→ Aim A
Could you format the listing as a numbered list, beginning at the line that contains "Target: paramedic in hi-vis vest" and stopping after the final line of the listing, with blank lines left out?

→ Extract
Theory of Relativity
A recent judicial ethics opinion from Florida states that a judge who has relatives employed by the sheriff's office is not disqualified from cases where employees of that office are witnesses. However, the judge may not sit in cases in which a relative is actively involved in the investigation or litigation. (Mike Frisch)
Tom Roberts of Weil Gotshal on the Buyout Market
Last March, I mentioned my friend Tom Roberts (right), the lead partner in corporate and M&A at Weil, Gotshal & Manges in New York. Tom's comments are featured in this week's Time in connection with the tailing off of the hottest buyout cycle in history. Says Tom: "There has never been a buyout market that has been this frothy. [It] looks like it's at the top."
I now understand why he has not returned my calls for two years.
A Second Chance
An attorney admitted only in Louisiana brought a personal injury action in Mississippi. The pleadings listed a local counsel who never appeared. After the attorney had conducted several depositions, opposing counsel checked his bar status and moved to strike all pleadings (which, if granted, would apparently amount to dismissal with prejudice, as the statute of limitations had run). The attorney brought in active local counsel but did not seek pro hac admission. The trial court granted the motion to strike.
On appeal, the Mississippi Supreme Court reversed and remanded the case, finding the sanction for unauthorized practice to be unduly harsh. The court also directed the trial court to consider referring the matter to the Louisiana bar for investigation. A pointed dissent suggests that the case is as simple as the ABCs.
July 20, 2007
General Counsel Sanctioned
The Lawyers' Manual on Professional Conduct reports an interesting recent decision of the Oregon Supreme Court. The lawyer accused of misconduct was general counsel to a company that "designs and manufactures thermal imaging and stabilized camera systems for military and government use." He also had management responsibility for the export licensing process.
The lawyer was "one of several corporate executives who signed a management representation letter confirming...certain facts relating to [the company's] 1998 business activities." The company's revenues were significantly overstated. The key disputed issue in the bar case was his mental state when the letter was signed.
The court analyzed the evidence regarding his mental state and found that "the accused was not a lone actor...[b]ut the others involved were not lawyers" and that his "role was a significant one, and the choice he made to sign the management representation letter containing material false statements is the type of conduct that significantly erodes public confidence in the intregrity of the legal profession." A 120 day suspension was imposed. (Mike Frisch)

→ Aim B
Can you resume the legal ethics blog posts after their last sentence and keep them going?

→ Exercise input
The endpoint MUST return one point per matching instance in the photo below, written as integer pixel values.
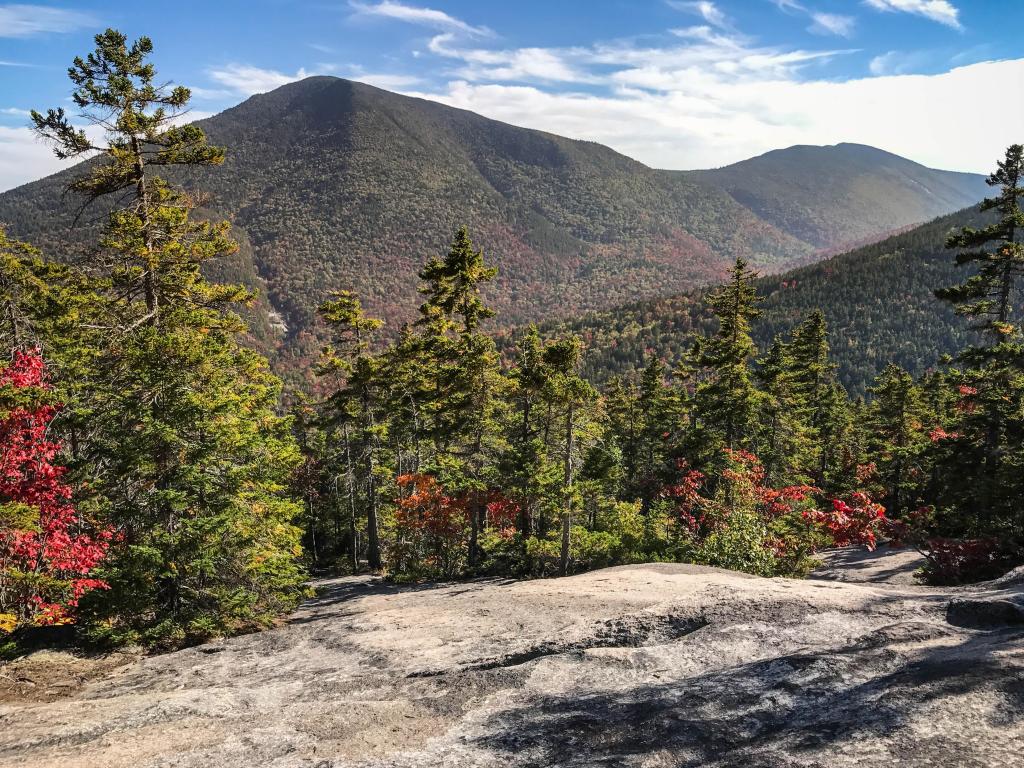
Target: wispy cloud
(249, 80)
(701, 121)
(431, 17)
(19, 20)
(704, 8)
(387, 81)
(898, 62)
(833, 24)
(821, 24)
(942, 11)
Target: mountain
(332, 184)
(843, 195)
(877, 299)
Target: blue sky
(674, 83)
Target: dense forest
(332, 184)
(878, 300)
(154, 489)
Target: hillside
(843, 195)
(341, 184)
(332, 183)
(877, 299)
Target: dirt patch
(48, 676)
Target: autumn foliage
(47, 552)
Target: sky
(676, 84)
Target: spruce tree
(353, 408)
(982, 479)
(727, 400)
(463, 366)
(184, 451)
(897, 436)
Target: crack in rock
(628, 632)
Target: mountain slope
(842, 195)
(341, 184)
(333, 184)
(877, 299)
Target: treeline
(152, 491)
(879, 302)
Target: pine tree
(782, 439)
(463, 366)
(354, 406)
(568, 394)
(727, 400)
(659, 423)
(185, 451)
(898, 435)
(818, 398)
(982, 479)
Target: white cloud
(704, 8)
(387, 81)
(24, 158)
(17, 20)
(700, 120)
(250, 80)
(898, 62)
(437, 19)
(833, 24)
(938, 10)
(547, 65)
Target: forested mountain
(843, 195)
(878, 301)
(335, 184)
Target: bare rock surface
(642, 666)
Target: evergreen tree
(354, 407)
(463, 365)
(727, 400)
(568, 395)
(184, 451)
(817, 397)
(898, 436)
(982, 479)
(781, 436)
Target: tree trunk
(567, 514)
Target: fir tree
(727, 400)
(184, 449)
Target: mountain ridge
(333, 183)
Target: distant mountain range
(332, 184)
(878, 301)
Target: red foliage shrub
(855, 521)
(952, 561)
(46, 554)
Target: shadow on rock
(782, 712)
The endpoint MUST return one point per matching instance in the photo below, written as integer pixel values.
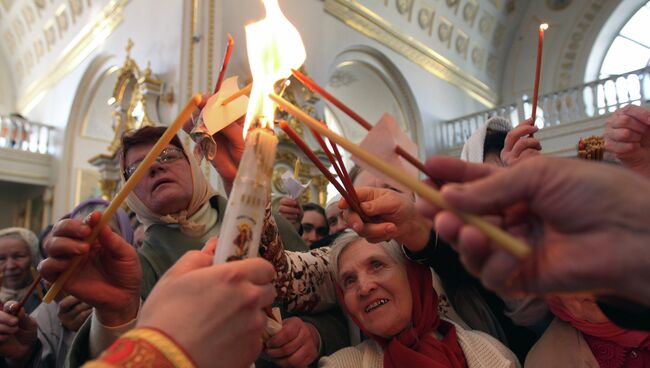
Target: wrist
(112, 317)
(315, 336)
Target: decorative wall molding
(372, 25)
(86, 40)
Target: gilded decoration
(288, 152)
(135, 98)
(449, 39)
(135, 101)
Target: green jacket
(164, 245)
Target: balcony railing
(21, 134)
(586, 101)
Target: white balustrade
(586, 101)
(24, 135)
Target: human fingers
(115, 244)
(449, 169)
(68, 303)
(619, 148)
(516, 134)
(622, 135)
(524, 144)
(366, 194)
(50, 268)
(303, 355)
(474, 249)
(289, 202)
(637, 112)
(385, 205)
(376, 233)
(497, 271)
(353, 220)
(8, 321)
(448, 226)
(70, 228)
(620, 120)
(489, 195)
(210, 246)
(256, 270)
(66, 247)
(289, 332)
(190, 261)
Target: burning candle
(274, 47)
(538, 69)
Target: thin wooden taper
(511, 244)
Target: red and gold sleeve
(143, 347)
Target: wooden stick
(15, 308)
(224, 63)
(308, 152)
(515, 246)
(237, 94)
(315, 87)
(142, 169)
(538, 72)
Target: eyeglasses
(168, 155)
(322, 231)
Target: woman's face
(167, 187)
(375, 289)
(15, 262)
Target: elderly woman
(393, 302)
(180, 212)
(57, 322)
(18, 260)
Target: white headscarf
(28, 237)
(473, 148)
(193, 221)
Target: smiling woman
(393, 301)
(18, 256)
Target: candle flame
(274, 48)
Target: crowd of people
(415, 287)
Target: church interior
(341, 183)
(440, 67)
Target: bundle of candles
(591, 148)
(275, 52)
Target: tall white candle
(241, 229)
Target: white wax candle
(242, 223)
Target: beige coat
(481, 351)
(561, 346)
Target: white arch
(65, 182)
(608, 32)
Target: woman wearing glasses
(180, 212)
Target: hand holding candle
(126, 189)
(509, 243)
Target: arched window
(630, 49)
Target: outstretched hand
(109, 276)
(587, 236)
(627, 136)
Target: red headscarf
(609, 343)
(417, 346)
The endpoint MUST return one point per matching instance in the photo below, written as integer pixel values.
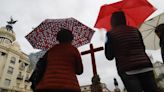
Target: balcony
(20, 77)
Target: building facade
(15, 66)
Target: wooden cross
(92, 50)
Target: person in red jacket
(159, 30)
(63, 63)
(125, 44)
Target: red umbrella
(44, 36)
(136, 11)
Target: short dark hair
(64, 35)
(160, 28)
(118, 18)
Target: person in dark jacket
(125, 44)
(63, 64)
(159, 30)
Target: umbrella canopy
(44, 36)
(134, 11)
(147, 30)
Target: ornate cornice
(7, 33)
(19, 53)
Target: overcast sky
(30, 13)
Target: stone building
(15, 66)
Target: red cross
(92, 50)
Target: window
(12, 61)
(10, 70)
(7, 82)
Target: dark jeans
(143, 82)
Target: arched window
(13, 60)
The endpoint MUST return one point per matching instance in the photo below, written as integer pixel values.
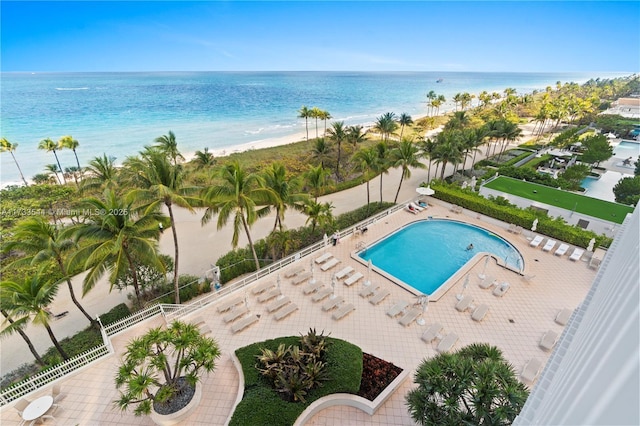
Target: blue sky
(283, 36)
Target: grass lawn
(601, 209)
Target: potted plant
(160, 371)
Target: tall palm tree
(406, 156)
(6, 146)
(158, 182)
(44, 242)
(337, 134)
(29, 301)
(238, 196)
(404, 120)
(305, 113)
(70, 143)
(50, 146)
(169, 146)
(116, 235)
(275, 178)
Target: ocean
(119, 113)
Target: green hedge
(555, 228)
(261, 405)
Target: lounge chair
(563, 316)
(225, 306)
(236, 313)
(577, 254)
(295, 271)
(464, 303)
(549, 245)
(299, 279)
(321, 294)
(269, 295)
(286, 311)
(562, 249)
(480, 312)
(548, 340)
(344, 272)
(330, 264)
(343, 311)
(410, 316)
(332, 303)
(501, 289)
(531, 370)
(244, 323)
(398, 308)
(312, 287)
(536, 241)
(353, 279)
(368, 291)
(379, 296)
(323, 258)
(447, 342)
(277, 304)
(432, 332)
(262, 287)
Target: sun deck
(514, 323)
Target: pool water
(426, 254)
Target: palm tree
(275, 178)
(239, 195)
(44, 242)
(161, 182)
(70, 143)
(6, 146)
(50, 146)
(337, 134)
(305, 113)
(29, 301)
(169, 146)
(116, 235)
(406, 156)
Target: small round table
(37, 408)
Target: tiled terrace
(515, 323)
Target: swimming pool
(425, 254)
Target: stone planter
(180, 415)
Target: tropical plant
(50, 146)
(29, 300)
(474, 385)
(162, 365)
(44, 242)
(239, 195)
(6, 146)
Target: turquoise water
(119, 113)
(427, 253)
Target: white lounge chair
(563, 316)
(501, 289)
(330, 264)
(531, 370)
(577, 254)
(323, 258)
(464, 303)
(379, 296)
(343, 311)
(480, 312)
(548, 340)
(549, 245)
(536, 241)
(353, 279)
(447, 342)
(562, 249)
(344, 272)
(432, 332)
(396, 309)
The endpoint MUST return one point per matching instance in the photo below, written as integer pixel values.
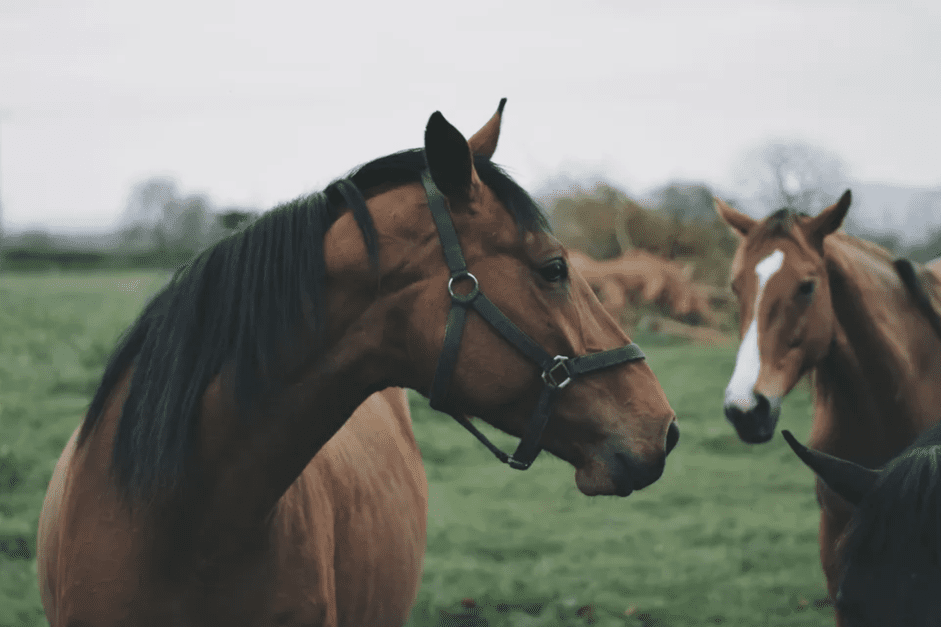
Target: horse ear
(846, 478)
(738, 221)
(484, 141)
(830, 219)
(449, 158)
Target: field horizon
(728, 535)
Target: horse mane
(892, 550)
(235, 303)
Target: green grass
(726, 537)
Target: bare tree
(791, 174)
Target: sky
(256, 103)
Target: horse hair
(235, 303)
(892, 550)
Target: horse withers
(891, 553)
(816, 301)
(223, 474)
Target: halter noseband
(557, 372)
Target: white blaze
(740, 392)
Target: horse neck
(253, 466)
(870, 397)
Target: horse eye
(555, 271)
(806, 288)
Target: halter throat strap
(557, 371)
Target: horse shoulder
(359, 510)
(47, 538)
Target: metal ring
(559, 361)
(463, 298)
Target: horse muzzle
(621, 474)
(755, 421)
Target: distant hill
(910, 214)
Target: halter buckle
(559, 362)
(463, 298)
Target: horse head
(787, 320)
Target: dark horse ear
(738, 222)
(484, 141)
(449, 158)
(846, 478)
(829, 220)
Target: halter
(557, 372)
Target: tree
(791, 174)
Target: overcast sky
(255, 103)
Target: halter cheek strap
(557, 372)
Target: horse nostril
(673, 436)
(733, 413)
(763, 408)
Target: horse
(223, 474)
(815, 301)
(654, 278)
(891, 552)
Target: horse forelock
(235, 303)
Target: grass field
(726, 537)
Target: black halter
(557, 372)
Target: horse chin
(593, 483)
(756, 431)
(758, 425)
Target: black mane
(235, 303)
(778, 224)
(892, 552)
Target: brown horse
(813, 300)
(216, 478)
(654, 278)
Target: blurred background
(133, 137)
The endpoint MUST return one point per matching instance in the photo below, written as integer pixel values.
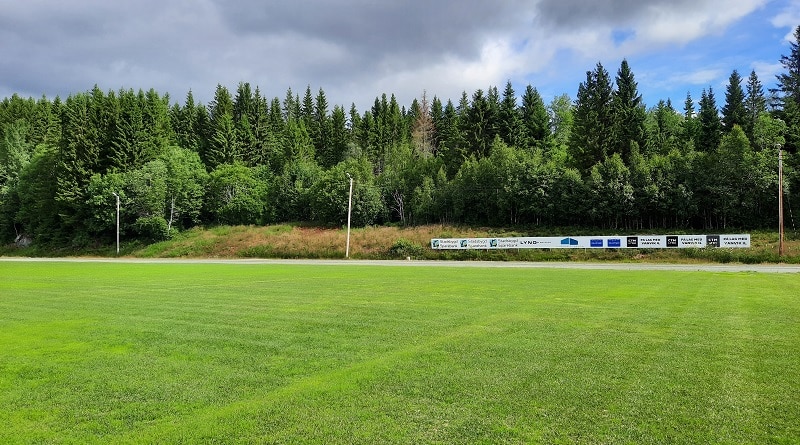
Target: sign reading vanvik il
(596, 242)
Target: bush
(403, 248)
(153, 228)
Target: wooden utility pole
(780, 201)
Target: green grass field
(239, 353)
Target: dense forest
(602, 160)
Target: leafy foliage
(490, 158)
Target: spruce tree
(535, 122)
(710, 125)
(733, 112)
(755, 103)
(590, 139)
(509, 118)
(628, 114)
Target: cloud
(353, 49)
(788, 17)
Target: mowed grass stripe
(145, 353)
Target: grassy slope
(298, 354)
(291, 241)
(286, 241)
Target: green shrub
(403, 248)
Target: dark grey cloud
(374, 29)
(353, 49)
(572, 13)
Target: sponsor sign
(742, 241)
(596, 242)
(652, 241)
(686, 241)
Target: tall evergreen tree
(534, 120)
(422, 130)
(690, 126)
(591, 133)
(734, 112)
(478, 125)
(755, 103)
(509, 118)
(628, 114)
(710, 125)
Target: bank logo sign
(596, 242)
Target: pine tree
(734, 112)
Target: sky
(356, 50)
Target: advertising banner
(595, 242)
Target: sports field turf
(239, 353)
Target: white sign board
(595, 242)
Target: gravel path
(762, 268)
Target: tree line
(602, 160)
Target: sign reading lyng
(596, 242)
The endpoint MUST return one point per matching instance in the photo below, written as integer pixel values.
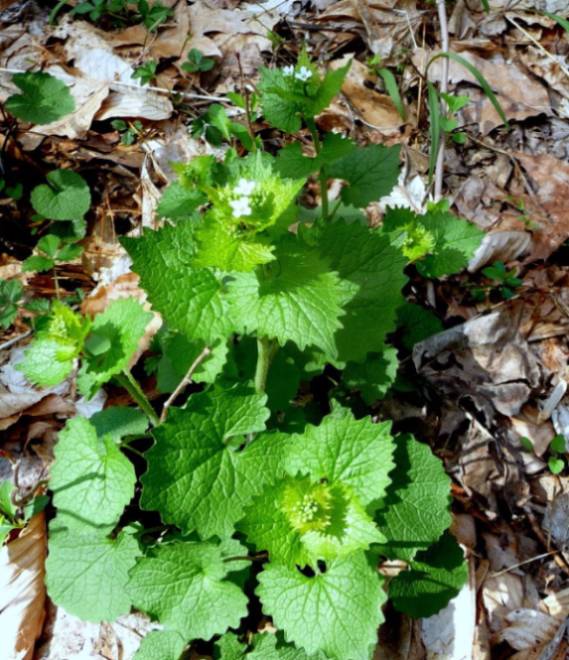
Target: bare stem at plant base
(127, 380)
(184, 382)
(443, 24)
(266, 350)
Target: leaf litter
(491, 381)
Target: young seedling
(130, 132)
(557, 450)
(146, 72)
(504, 282)
(197, 62)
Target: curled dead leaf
(22, 590)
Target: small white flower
(244, 187)
(304, 74)
(240, 207)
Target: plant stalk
(266, 350)
(127, 380)
(322, 174)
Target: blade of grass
(393, 91)
(434, 106)
(479, 78)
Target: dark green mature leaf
(179, 201)
(319, 613)
(371, 173)
(195, 306)
(91, 479)
(87, 573)
(44, 99)
(373, 270)
(296, 298)
(66, 196)
(183, 584)
(415, 511)
(119, 421)
(435, 577)
(210, 480)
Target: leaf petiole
(266, 350)
(127, 380)
(322, 174)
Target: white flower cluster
(241, 206)
(303, 74)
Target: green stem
(133, 388)
(322, 174)
(266, 350)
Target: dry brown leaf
(450, 634)
(550, 179)
(22, 590)
(520, 95)
(376, 109)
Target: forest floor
(487, 390)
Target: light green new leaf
(373, 269)
(119, 421)
(91, 479)
(443, 242)
(195, 305)
(286, 99)
(268, 647)
(296, 298)
(87, 573)
(7, 506)
(120, 327)
(161, 645)
(336, 612)
(308, 522)
(48, 362)
(435, 577)
(184, 586)
(44, 98)
(50, 358)
(66, 196)
(415, 511)
(371, 173)
(208, 482)
(233, 242)
(355, 453)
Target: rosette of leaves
(51, 356)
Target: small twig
(523, 563)
(439, 169)
(538, 45)
(184, 382)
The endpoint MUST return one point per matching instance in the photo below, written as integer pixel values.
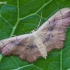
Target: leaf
(22, 16)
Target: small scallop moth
(50, 35)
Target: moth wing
(52, 32)
(25, 48)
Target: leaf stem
(14, 28)
(61, 60)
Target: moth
(50, 35)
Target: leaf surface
(22, 16)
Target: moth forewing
(40, 45)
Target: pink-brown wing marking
(26, 49)
(53, 34)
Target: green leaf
(22, 16)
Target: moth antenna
(39, 21)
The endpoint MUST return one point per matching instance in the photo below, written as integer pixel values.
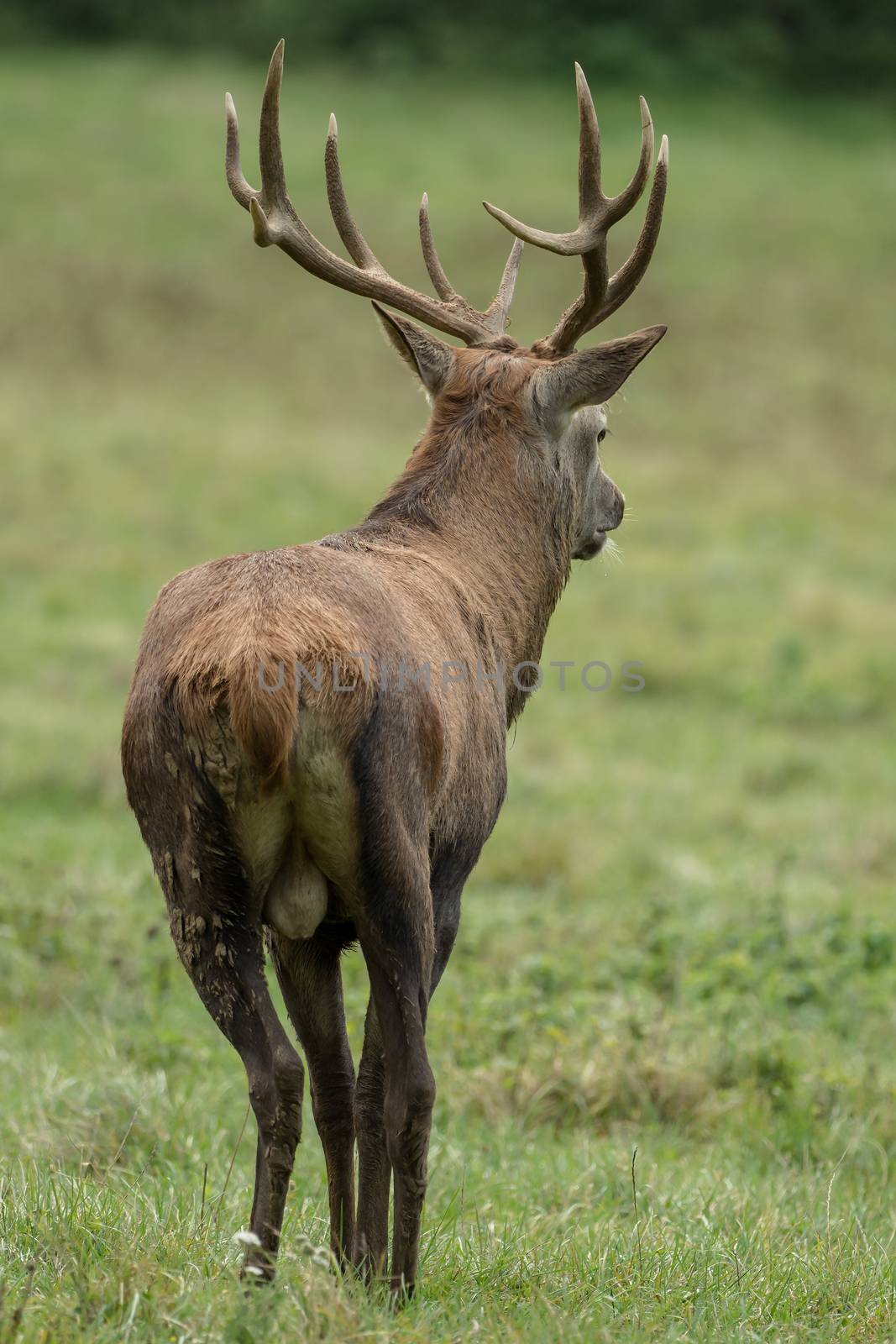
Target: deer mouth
(591, 548)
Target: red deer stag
(278, 806)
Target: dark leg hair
(312, 984)
(217, 936)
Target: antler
(602, 293)
(275, 221)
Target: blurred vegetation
(681, 936)
(826, 45)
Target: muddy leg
(312, 984)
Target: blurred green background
(681, 936)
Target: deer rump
(278, 691)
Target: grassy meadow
(681, 938)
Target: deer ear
(429, 356)
(590, 376)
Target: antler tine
(629, 276)
(269, 148)
(590, 195)
(500, 306)
(348, 232)
(241, 192)
(631, 195)
(275, 221)
(443, 286)
(600, 295)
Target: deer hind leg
(312, 985)
(223, 954)
(399, 988)
(374, 1168)
(215, 927)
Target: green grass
(681, 936)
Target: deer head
(548, 396)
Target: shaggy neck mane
(479, 497)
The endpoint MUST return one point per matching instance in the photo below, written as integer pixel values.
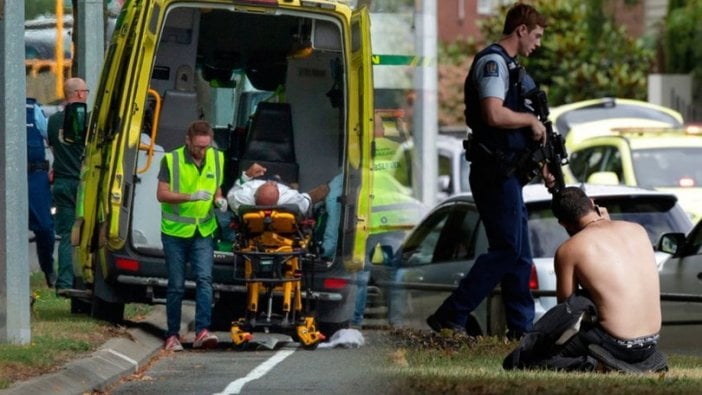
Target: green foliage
(452, 69)
(418, 362)
(58, 335)
(35, 8)
(681, 34)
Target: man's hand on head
(255, 170)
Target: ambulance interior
(271, 86)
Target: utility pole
(14, 263)
(426, 107)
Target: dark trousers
(40, 220)
(508, 260)
(64, 191)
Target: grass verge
(57, 336)
(426, 363)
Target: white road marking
(235, 387)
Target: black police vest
(36, 151)
(495, 139)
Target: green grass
(57, 336)
(452, 367)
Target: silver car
(409, 285)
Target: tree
(36, 8)
(584, 55)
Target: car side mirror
(444, 184)
(74, 122)
(381, 254)
(671, 243)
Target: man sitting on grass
(607, 285)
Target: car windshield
(608, 110)
(657, 214)
(668, 167)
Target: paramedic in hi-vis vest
(189, 190)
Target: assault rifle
(552, 154)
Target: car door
(436, 256)
(682, 274)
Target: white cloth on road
(346, 338)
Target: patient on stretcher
(252, 191)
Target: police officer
(40, 219)
(502, 130)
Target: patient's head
(267, 194)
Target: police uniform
(497, 191)
(40, 220)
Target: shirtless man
(614, 263)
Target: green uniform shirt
(67, 156)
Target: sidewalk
(115, 359)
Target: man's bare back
(615, 262)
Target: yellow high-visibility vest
(181, 220)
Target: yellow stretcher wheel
(308, 335)
(239, 336)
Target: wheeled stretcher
(273, 244)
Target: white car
(443, 246)
(452, 167)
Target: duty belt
(38, 166)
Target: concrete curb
(115, 359)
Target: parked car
(680, 275)
(666, 159)
(439, 251)
(452, 166)
(567, 116)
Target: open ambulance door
(360, 130)
(100, 193)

→ Expected output A
1. Target: paramedic in hi-vis vest
2. (189, 190)
3. Target: assault rifle
4. (552, 154)
5. Target: car door
6. (436, 256)
7. (682, 274)
8. Target: white cloth on road
9. (346, 338)
10. Target: patient on stretcher
11. (252, 191)
12. Target: police officer
13. (40, 219)
14. (502, 130)
15. Target: patient's head
16. (267, 194)
17. Target: police uniform
18. (497, 191)
19. (40, 220)
20. Target: shirtless man
21. (614, 263)
22. Target: green uniform shirt
23. (67, 156)
24. Target: sidewalk
25. (115, 359)
26. Target: man's bare back
27. (615, 262)
28. Target: yellow high-visibility vest
29. (181, 220)
30. Target: yellow stretcher wheel
31. (308, 335)
32. (239, 336)
33. Target: wheeled stretcher
34. (273, 244)
35. Target: white car
36. (443, 246)
37. (452, 167)
38. Target: duty belt
39. (38, 166)
40. Target: concrete curb
41. (115, 359)
42. Target: parked car
43. (680, 275)
44. (666, 159)
45. (439, 251)
46. (452, 166)
47. (567, 116)
48. Target: open ambulance door
49. (360, 130)
50. (100, 193)

→ Expected output B
A Bad Idea
A recent decision of the Minnesota Supreme Court ordered disbarment of an attorney convicted of attempted theft by swindle. A referee had recommended indefinite suspension with the possibility of reinstatement after two years.
The attorney had represented a client in at least 30 matters. Over the years, the client had suggested bribery as a potential solution to legal problems. The client was charged after a search found cocaine and marked bills in his home. The client owed the lawyer over $5,000 in fees and the lawyer devised a creative collection method--he told the client he needed cash to bribe an unnamed police official to fix the case. The client went to the police, and the requested payment was made to the lawyer, who was promptly busted.
The court's majority rejected imposition of supervised probation, as the lawyer's actions "effectively reinforced the client's cynical view of the legal system." There are two dissents calling for a lesser sanction. Justice Page notes that the lawyer "has served a segment of the population generally underrepresented in legal matters..."(Mike Frisch)
No Big Deal
As a former bar prosecutor, I have some experience in reading hearing panel reports absolving the accused lawyer of the charged violations. The findings often follow a pattern exemplified by a hearing board report filed yesterday in Illinois.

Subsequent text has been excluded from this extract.